Exercise aim
Retype every entry in its entirety, without alteration.

--- START Extracted records ---

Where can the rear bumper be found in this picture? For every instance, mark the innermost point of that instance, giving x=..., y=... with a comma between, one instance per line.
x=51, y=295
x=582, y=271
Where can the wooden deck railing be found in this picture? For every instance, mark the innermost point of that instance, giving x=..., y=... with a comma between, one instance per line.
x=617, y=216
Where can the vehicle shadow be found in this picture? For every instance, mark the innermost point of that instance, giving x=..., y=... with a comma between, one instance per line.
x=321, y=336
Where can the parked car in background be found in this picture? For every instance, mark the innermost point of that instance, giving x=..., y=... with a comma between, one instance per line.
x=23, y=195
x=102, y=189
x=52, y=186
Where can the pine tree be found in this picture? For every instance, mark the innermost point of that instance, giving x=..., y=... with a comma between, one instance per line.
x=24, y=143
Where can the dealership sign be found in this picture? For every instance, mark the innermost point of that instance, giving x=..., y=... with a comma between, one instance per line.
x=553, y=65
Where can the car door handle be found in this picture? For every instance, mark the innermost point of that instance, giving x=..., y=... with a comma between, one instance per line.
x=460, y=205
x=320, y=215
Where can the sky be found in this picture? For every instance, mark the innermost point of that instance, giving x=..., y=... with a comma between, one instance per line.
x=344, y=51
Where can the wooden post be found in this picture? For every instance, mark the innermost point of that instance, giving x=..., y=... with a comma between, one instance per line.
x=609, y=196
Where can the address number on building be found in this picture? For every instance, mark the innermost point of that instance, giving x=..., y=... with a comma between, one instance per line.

--- END Extracted records ---

Solution for this task
Where can the rear bumper be found in this picture? For every instance, mark the innermost point of that instance, giving x=..., y=... with a comma between, one instance per line.
x=51, y=295
x=582, y=271
Where can the wooden deck railing be found in this picture? For every instance, mark the innermost point of that instance, giving x=..., y=... with a comma between, one instance per line.
x=617, y=216
Where can the vehicle shadow be found in this picture? For every instance, mark the innermost point of that instance, giving x=..., y=... with a comma between, one instance per line.
x=321, y=336
Where can the parked car in background be found in this picture? For every instance, mark the innermost point of that instance, giving x=..., y=... with a comma between, one instance per line.
x=23, y=195
x=102, y=189
x=52, y=186
Where can the pine tree be found in this picture? For every instance, mark the innermost point of that instance, giving x=..., y=... with a comma between, one instance per line.
x=24, y=143
Where can the dealership sign be found in this picture? For every instance, mark the innermost point of that instance, giving x=..., y=... with a comma between, one instance per line.
x=553, y=65
Where can the car door handle be found in this picture? For every instance, mark the innermost point of that instance, giving x=..., y=... with a comma between, one instance per line.
x=460, y=205
x=320, y=215
Where can the sky be found in this picture? For every instance, mark the innermost point of that instance, giving x=..., y=... with a comma between, one instance per line.
x=344, y=51
Where can the wooden post be found in this picture? For every instance, mark the innermost point of that instance, giving x=..., y=... with a comma between, one instance per line.
x=609, y=196
Where can the address number on building be found in this picture? For every instance, mark the innermost point of that instance, giving x=..., y=... with a comma between, one instance per line.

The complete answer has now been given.